La donna conosceva bene quel sentiero, lo aveva percorso molte volte, anche di notte. Nei pressi di una radura a circa 20 metri di distanza intravide tra i cespugli un oggetto appuntito. Avvicinandosi notò che era fusiforme ed era incastrato nel terreno in posizione verticale.
“Era alto circa due metri e largo, al centro, circa un metro e venti centimetri, di colore marrone opaco. Nella parte centrale si notavano, opposti l’uno all’altro, due finestrini a forma di oblò e, in mezzo a questi, ricavato nel “cono” inferiore, uno sportello di “vetro” chiuso. Una specie di doppio cono, alto oltre due metri e largo circa un metro nel mezzo […] L’esterno dell’oggetto brillava come fosse metallo ben lucidato. Nella parte bassa del cono c’era un portello aperto di vetro, e all’interno si potevano vedere due piccoli sedili, piccoli come quelli usati dai bambini. Nella parte centrale più larga del fuso, c’era una specie di vetro rotondeggiante, stondato che seguiva la forma rotonda della misteriosa macchina.” (da La Nazione Italiana, 2 novembre 1954).

RECORD DEL DATASET:
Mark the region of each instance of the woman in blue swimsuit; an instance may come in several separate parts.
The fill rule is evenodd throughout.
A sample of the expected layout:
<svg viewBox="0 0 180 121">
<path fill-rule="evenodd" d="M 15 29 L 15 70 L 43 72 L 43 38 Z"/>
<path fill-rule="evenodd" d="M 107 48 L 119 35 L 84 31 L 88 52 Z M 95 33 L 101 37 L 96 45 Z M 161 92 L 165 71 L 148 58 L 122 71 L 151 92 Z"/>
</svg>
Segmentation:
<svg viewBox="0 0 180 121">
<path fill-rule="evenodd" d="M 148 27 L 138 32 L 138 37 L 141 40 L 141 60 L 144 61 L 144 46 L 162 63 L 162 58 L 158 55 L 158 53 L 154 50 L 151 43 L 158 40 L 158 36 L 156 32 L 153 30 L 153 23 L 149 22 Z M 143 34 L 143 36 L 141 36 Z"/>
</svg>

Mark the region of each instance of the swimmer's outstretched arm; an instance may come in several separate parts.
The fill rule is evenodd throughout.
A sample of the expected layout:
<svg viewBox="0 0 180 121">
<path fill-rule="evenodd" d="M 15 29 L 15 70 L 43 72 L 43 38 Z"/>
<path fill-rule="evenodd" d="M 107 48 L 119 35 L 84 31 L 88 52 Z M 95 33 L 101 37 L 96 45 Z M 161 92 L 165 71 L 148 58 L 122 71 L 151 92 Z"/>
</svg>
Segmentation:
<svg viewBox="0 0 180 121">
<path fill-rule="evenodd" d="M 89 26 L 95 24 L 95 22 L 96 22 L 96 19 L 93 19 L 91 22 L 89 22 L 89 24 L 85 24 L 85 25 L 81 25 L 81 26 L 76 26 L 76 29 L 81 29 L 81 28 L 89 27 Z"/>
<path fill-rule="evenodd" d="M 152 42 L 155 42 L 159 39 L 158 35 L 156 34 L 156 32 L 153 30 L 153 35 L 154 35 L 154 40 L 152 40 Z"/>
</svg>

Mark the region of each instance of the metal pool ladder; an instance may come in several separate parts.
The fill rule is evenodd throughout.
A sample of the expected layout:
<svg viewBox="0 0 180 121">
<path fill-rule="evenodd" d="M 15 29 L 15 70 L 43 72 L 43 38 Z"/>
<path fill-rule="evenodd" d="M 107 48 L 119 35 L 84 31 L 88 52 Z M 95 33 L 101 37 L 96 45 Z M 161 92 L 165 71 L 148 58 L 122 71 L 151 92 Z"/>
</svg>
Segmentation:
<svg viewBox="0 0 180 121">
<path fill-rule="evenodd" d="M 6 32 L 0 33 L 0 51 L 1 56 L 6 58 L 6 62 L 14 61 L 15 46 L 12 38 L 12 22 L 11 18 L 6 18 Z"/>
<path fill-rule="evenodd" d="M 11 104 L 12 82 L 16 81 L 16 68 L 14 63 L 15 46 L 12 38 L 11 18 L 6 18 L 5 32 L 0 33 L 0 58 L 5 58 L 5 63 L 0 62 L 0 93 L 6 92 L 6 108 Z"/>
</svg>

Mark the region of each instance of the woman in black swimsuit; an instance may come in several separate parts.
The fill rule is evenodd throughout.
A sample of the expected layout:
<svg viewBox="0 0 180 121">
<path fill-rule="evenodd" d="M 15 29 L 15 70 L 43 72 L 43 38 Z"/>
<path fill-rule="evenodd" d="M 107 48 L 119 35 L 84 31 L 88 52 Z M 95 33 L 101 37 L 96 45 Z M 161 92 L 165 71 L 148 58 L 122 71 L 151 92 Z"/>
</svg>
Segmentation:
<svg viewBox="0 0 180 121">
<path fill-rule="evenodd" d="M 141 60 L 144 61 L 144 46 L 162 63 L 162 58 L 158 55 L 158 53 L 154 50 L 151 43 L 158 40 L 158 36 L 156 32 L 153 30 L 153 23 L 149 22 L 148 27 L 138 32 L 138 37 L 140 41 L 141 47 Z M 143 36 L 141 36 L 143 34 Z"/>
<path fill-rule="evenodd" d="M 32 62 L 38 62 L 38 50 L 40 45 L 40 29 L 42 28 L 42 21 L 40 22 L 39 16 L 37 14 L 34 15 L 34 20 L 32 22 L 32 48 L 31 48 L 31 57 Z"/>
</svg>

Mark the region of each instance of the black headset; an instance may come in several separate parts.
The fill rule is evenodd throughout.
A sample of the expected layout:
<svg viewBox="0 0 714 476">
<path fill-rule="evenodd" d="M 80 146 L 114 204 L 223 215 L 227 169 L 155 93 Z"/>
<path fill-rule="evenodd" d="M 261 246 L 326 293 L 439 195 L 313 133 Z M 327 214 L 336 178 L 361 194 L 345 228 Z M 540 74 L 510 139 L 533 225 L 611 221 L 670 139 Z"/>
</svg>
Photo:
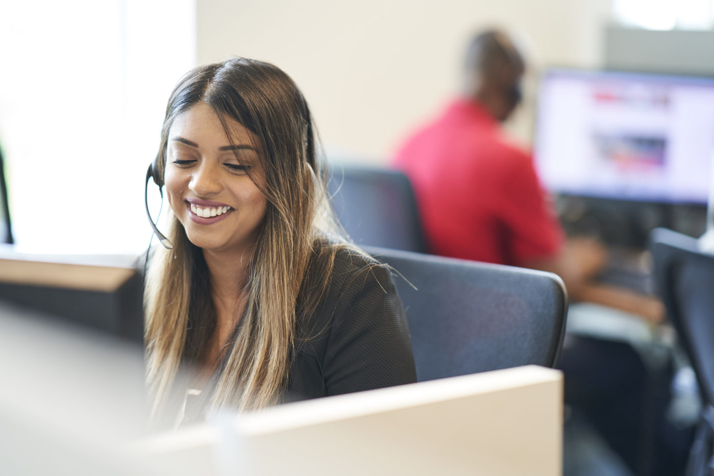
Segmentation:
<svg viewBox="0 0 714 476">
<path fill-rule="evenodd" d="M 151 229 L 154 230 L 154 234 L 156 235 L 159 240 L 164 245 L 164 248 L 167 249 L 171 249 L 174 248 L 174 244 L 171 243 L 166 237 L 159 231 L 159 228 L 156 227 L 156 224 L 154 222 L 154 219 L 151 218 L 151 214 L 149 212 L 149 181 L 151 179 L 154 179 L 154 183 L 159 186 L 159 193 L 161 196 L 161 199 L 164 199 L 164 177 L 159 169 L 159 156 L 154 159 L 149 166 L 149 169 L 146 170 L 146 184 L 144 187 L 144 204 L 146 207 L 146 216 L 149 217 L 149 223 L 151 225 Z"/>
</svg>

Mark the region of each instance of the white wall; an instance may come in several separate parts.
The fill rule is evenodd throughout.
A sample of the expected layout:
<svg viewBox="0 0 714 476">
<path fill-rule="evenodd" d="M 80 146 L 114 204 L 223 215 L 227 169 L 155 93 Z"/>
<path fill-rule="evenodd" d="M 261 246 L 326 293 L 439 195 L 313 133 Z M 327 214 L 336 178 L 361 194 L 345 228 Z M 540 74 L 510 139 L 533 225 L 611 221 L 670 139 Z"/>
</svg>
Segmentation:
<svg viewBox="0 0 714 476">
<path fill-rule="evenodd" d="M 332 157 L 381 162 L 458 88 L 472 32 L 529 39 L 540 65 L 597 66 L 610 0 L 199 0 L 199 64 L 274 63 L 303 89 Z M 529 89 L 532 89 L 531 87 Z M 532 98 L 516 123 L 528 141 Z"/>
</svg>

CONSEGNE DELL'ESERCIZIO:
(a) Secondo il brano, che cosa si poteva vedere all'interno dell'oggetto?
(b) Riproduci senza modifiche le righe dei record a partire da quella che contiene "Mark the region of each instance of the white" fino alla fine dei record, estremi inclusi.

RISPOSTE QUI SOTTO:
(a) Si potevano vedere due piccoli sedili, piccoli come quelli usati dai bambini.

(b)
Mark the region of each instance of the white wall; an instance may come in several separate parts.
The fill rule is evenodd throughout.
A sample of the expected layout:
<svg viewBox="0 0 714 476">
<path fill-rule="evenodd" d="M 80 146 L 114 204 L 223 215 L 227 169 L 155 93 Z"/>
<path fill-rule="evenodd" d="M 261 246 L 326 293 L 439 195 L 313 133 Z M 327 214 L 336 178 L 361 194 L 345 228 Z M 540 74 L 510 139 L 533 225 L 611 221 L 670 139 Z"/>
</svg>
Segmentation:
<svg viewBox="0 0 714 476">
<path fill-rule="evenodd" d="M 332 157 L 381 162 L 458 88 L 472 32 L 529 39 L 540 65 L 597 66 L 610 0 L 199 0 L 199 64 L 274 63 L 303 89 Z M 529 89 L 532 89 L 531 87 Z M 532 98 L 516 123 L 528 141 Z"/>
</svg>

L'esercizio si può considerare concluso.